### Instructions to follow
How many lines in the items below contain the word "building"? Case matters, so give the number alone.

### Material for this exercise

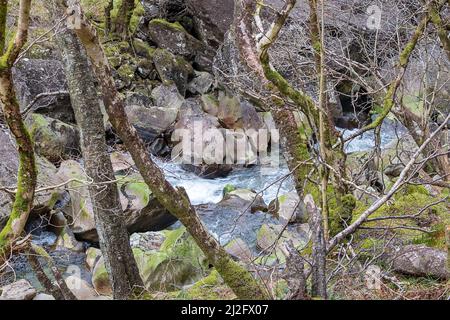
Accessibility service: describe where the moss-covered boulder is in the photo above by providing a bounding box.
[269,191,308,223]
[148,19,215,71]
[92,227,209,295]
[153,49,194,96]
[27,113,80,164]
[0,130,63,229]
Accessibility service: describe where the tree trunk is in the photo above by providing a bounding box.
[0,0,37,264]
[114,0,136,40]
[55,1,144,299]
[68,2,268,299]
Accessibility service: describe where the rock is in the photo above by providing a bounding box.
[152,84,184,110]
[130,231,166,251]
[0,279,37,300]
[33,293,56,300]
[384,163,405,178]
[148,19,215,72]
[110,151,134,174]
[92,228,208,296]
[27,114,80,164]
[92,257,112,296]
[390,245,450,279]
[269,191,309,223]
[57,160,96,241]
[58,160,176,242]
[187,0,234,49]
[86,247,102,271]
[118,174,177,234]
[153,49,194,96]
[225,238,253,263]
[0,129,62,228]
[64,276,98,300]
[217,92,242,129]
[256,224,310,265]
[187,71,214,94]
[13,58,75,123]
[125,105,179,136]
[218,189,267,213]
[201,94,219,117]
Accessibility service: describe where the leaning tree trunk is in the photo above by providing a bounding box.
[113,0,136,40]
[53,1,144,299]
[0,0,37,264]
[67,1,268,299]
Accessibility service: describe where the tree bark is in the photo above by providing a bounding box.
[0,0,37,263]
[66,1,268,299]
[53,0,144,299]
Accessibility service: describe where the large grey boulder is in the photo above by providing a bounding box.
[186,0,234,49]
[13,58,75,123]
[0,279,37,300]
[148,19,215,71]
[390,245,450,279]
[0,129,61,228]
[153,49,194,96]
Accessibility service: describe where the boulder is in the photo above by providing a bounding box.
[390,245,450,279]
[187,0,234,49]
[153,49,194,96]
[148,19,215,71]
[218,189,267,213]
[0,129,62,228]
[152,84,184,110]
[225,238,253,263]
[33,293,56,300]
[187,71,215,94]
[269,191,308,223]
[92,228,208,296]
[13,58,75,123]
[58,160,176,242]
[256,224,310,265]
[27,113,80,164]
[0,279,37,300]
[64,275,98,300]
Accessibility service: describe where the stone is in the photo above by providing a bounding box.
[26,114,81,164]
[0,129,62,228]
[13,58,75,123]
[33,293,56,300]
[390,245,450,279]
[0,279,37,300]
[92,227,208,296]
[225,238,253,263]
[153,49,194,96]
[187,71,214,94]
[86,247,102,271]
[148,19,215,71]
[269,191,309,223]
[186,0,234,49]
[218,189,267,213]
[152,84,185,110]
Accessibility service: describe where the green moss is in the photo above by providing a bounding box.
[150,19,187,33]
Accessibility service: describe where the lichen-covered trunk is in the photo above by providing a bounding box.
[114,0,135,40]
[0,68,37,262]
[70,0,268,299]
[52,6,143,299]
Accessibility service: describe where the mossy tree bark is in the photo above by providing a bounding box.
[0,0,37,260]
[113,0,136,40]
[49,3,144,300]
[64,2,268,299]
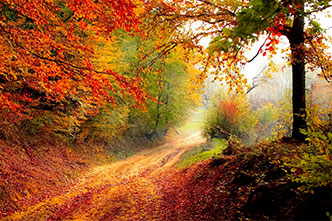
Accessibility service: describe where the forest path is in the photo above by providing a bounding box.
[7,132,205,220]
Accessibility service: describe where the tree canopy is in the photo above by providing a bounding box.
[148,0,332,139]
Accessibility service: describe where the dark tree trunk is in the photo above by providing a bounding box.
[288,16,307,141]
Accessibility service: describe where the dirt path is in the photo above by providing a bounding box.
[7,132,204,220]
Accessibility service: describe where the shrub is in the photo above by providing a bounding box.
[204,92,257,143]
[178,138,227,168]
[286,99,332,189]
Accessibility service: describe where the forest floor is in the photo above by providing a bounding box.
[5,132,205,220]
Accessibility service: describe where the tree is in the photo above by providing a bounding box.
[150,0,332,140]
[0,0,145,124]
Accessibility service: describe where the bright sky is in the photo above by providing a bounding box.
[244,9,332,79]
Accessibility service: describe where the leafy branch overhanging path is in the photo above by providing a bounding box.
[7,132,205,220]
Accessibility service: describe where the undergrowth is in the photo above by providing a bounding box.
[178,138,227,168]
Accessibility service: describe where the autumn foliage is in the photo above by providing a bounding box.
[0,0,145,126]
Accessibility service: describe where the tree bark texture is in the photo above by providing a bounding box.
[289,15,307,141]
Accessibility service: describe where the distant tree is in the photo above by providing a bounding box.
[152,0,332,140]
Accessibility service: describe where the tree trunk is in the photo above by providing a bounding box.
[289,16,307,141]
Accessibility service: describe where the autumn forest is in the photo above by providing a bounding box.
[0,0,332,220]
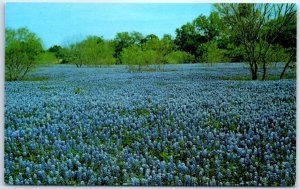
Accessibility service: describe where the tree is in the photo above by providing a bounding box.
[204,40,225,64]
[114,31,143,63]
[5,28,43,81]
[70,36,115,67]
[215,3,296,80]
[48,45,64,63]
[166,51,195,64]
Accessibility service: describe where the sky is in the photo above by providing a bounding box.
[5,2,212,48]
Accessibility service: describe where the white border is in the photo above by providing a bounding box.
[0,0,300,188]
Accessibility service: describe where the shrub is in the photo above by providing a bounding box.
[5,28,43,81]
[166,51,195,64]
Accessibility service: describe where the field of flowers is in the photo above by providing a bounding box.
[4,64,296,186]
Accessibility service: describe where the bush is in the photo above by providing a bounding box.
[5,28,43,81]
[166,51,195,64]
[121,45,164,71]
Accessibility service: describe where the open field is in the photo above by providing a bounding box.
[5,64,296,186]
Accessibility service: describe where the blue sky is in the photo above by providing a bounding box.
[5,3,212,48]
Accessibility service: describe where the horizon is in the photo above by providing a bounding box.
[5,2,212,49]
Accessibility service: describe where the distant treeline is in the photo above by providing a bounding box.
[5,3,297,80]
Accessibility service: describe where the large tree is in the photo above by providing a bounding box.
[5,28,43,80]
[215,3,296,80]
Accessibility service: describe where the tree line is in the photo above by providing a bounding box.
[5,3,297,80]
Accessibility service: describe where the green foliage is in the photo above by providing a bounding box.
[114,31,143,64]
[203,41,226,64]
[65,36,116,67]
[5,28,43,81]
[166,51,194,64]
[36,51,57,66]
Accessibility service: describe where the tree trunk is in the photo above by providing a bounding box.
[261,61,267,81]
[251,62,258,80]
[280,52,295,79]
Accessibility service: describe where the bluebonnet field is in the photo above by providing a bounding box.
[5,64,296,186]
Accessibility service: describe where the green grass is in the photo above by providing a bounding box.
[220,75,296,81]
[23,76,50,81]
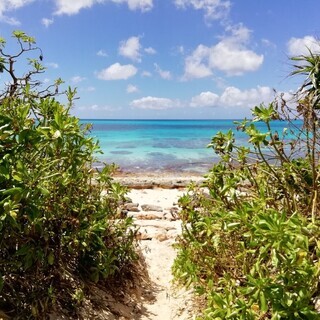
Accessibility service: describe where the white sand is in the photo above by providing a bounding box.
[128,188,193,320]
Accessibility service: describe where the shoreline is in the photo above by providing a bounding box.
[113,170,205,189]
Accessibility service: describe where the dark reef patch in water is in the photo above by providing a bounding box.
[110,150,132,154]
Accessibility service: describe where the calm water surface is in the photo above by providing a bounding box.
[81,120,300,173]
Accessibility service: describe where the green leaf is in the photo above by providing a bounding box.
[48,252,54,266]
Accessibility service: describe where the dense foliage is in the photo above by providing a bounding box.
[173,52,320,320]
[0,31,136,319]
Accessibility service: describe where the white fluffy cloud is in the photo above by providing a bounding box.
[141,71,152,78]
[287,36,320,56]
[144,47,157,54]
[111,0,153,12]
[0,0,34,25]
[127,84,139,93]
[55,0,153,15]
[97,49,108,57]
[190,91,219,108]
[97,62,138,80]
[174,0,231,20]
[41,18,53,28]
[184,24,263,79]
[130,96,180,110]
[119,37,141,62]
[219,86,274,107]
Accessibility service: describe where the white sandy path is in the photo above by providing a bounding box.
[128,188,194,320]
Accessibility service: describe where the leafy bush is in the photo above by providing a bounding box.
[173,48,320,320]
[0,31,136,319]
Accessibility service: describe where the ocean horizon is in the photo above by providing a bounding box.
[80,119,300,174]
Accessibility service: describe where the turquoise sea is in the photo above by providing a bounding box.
[81,119,300,173]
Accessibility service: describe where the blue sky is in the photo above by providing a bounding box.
[0,0,320,119]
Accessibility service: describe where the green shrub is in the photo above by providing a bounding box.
[173,53,320,320]
[0,32,136,319]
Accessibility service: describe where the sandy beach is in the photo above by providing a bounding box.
[115,172,204,320]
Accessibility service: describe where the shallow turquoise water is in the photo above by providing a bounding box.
[81,120,300,173]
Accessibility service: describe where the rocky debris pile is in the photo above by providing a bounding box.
[114,173,205,189]
[123,188,194,320]
[122,189,181,241]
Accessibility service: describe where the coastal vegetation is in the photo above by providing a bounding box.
[0,31,137,319]
[173,52,320,320]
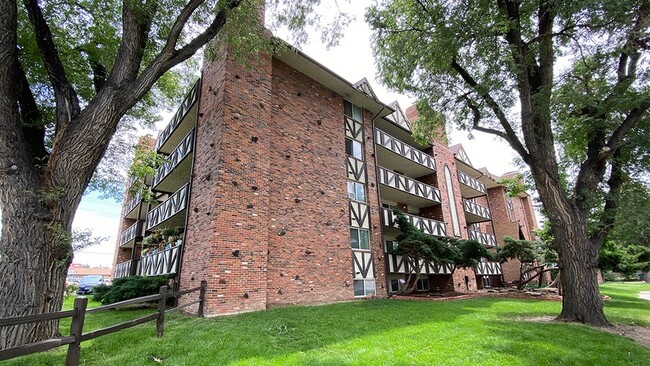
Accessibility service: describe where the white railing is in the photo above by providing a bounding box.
[156,79,201,151]
[474,262,503,276]
[463,200,492,220]
[147,184,188,230]
[458,170,487,194]
[467,229,497,247]
[151,129,194,188]
[115,260,138,278]
[120,220,142,245]
[375,128,436,170]
[378,167,440,203]
[140,244,183,276]
[381,208,447,236]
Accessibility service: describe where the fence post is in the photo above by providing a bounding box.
[156,285,167,337]
[197,280,208,318]
[65,297,88,366]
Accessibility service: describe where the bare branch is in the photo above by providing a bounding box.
[451,58,530,163]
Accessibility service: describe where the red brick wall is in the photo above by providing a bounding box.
[267,59,354,306]
[180,45,272,315]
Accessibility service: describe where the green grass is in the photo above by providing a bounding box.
[7,283,650,366]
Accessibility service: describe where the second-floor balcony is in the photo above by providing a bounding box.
[140,244,183,276]
[474,262,503,276]
[467,229,497,247]
[151,129,194,192]
[377,167,440,207]
[458,170,487,198]
[385,253,453,275]
[381,208,447,236]
[120,220,142,247]
[463,199,492,224]
[155,79,201,154]
[147,184,189,230]
[115,260,138,278]
[375,128,436,177]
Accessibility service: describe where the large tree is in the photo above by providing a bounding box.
[0,0,338,349]
[366,0,650,326]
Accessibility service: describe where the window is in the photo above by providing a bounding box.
[415,278,429,291]
[390,278,406,292]
[344,100,363,122]
[354,278,375,296]
[350,229,370,250]
[348,180,366,202]
[345,139,363,160]
[386,240,399,254]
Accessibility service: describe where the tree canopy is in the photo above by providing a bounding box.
[366,0,650,325]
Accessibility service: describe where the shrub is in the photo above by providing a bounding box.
[93,276,171,305]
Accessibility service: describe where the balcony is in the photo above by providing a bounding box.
[115,260,138,278]
[375,128,436,177]
[458,170,487,198]
[151,129,194,192]
[474,262,503,276]
[385,254,450,275]
[120,220,142,248]
[140,244,183,276]
[147,184,189,230]
[381,208,447,236]
[463,199,492,224]
[155,79,201,154]
[377,167,440,207]
[124,192,144,220]
[467,229,497,247]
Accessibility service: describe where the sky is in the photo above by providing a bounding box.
[73,0,515,266]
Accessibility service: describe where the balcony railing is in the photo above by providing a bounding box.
[156,79,201,151]
[458,170,487,194]
[375,128,436,170]
[474,262,503,276]
[379,167,440,203]
[381,208,447,236]
[115,260,138,278]
[120,220,142,246]
[124,192,142,215]
[467,229,497,247]
[151,129,194,188]
[140,244,183,276]
[463,200,492,220]
[385,254,453,274]
[147,184,188,230]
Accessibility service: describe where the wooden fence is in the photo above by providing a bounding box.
[0,281,207,366]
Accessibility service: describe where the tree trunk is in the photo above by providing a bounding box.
[552,210,611,326]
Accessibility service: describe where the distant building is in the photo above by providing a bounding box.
[115,39,536,314]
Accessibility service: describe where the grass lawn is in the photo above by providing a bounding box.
[6,283,650,366]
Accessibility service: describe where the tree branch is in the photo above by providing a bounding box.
[451,58,530,163]
[23,0,81,133]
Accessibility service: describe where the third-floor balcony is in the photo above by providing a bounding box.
[463,199,492,224]
[147,184,189,230]
[377,167,440,207]
[120,220,142,247]
[381,208,447,236]
[467,229,497,247]
[458,170,487,198]
[156,79,201,154]
[375,128,436,177]
[151,130,194,193]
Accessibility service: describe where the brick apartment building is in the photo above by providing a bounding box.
[114,39,536,315]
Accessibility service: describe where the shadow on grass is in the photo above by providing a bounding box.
[3,299,474,366]
[477,320,650,366]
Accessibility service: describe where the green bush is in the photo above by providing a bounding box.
[93,276,171,305]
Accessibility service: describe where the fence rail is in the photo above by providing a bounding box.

### Response to the exercise
2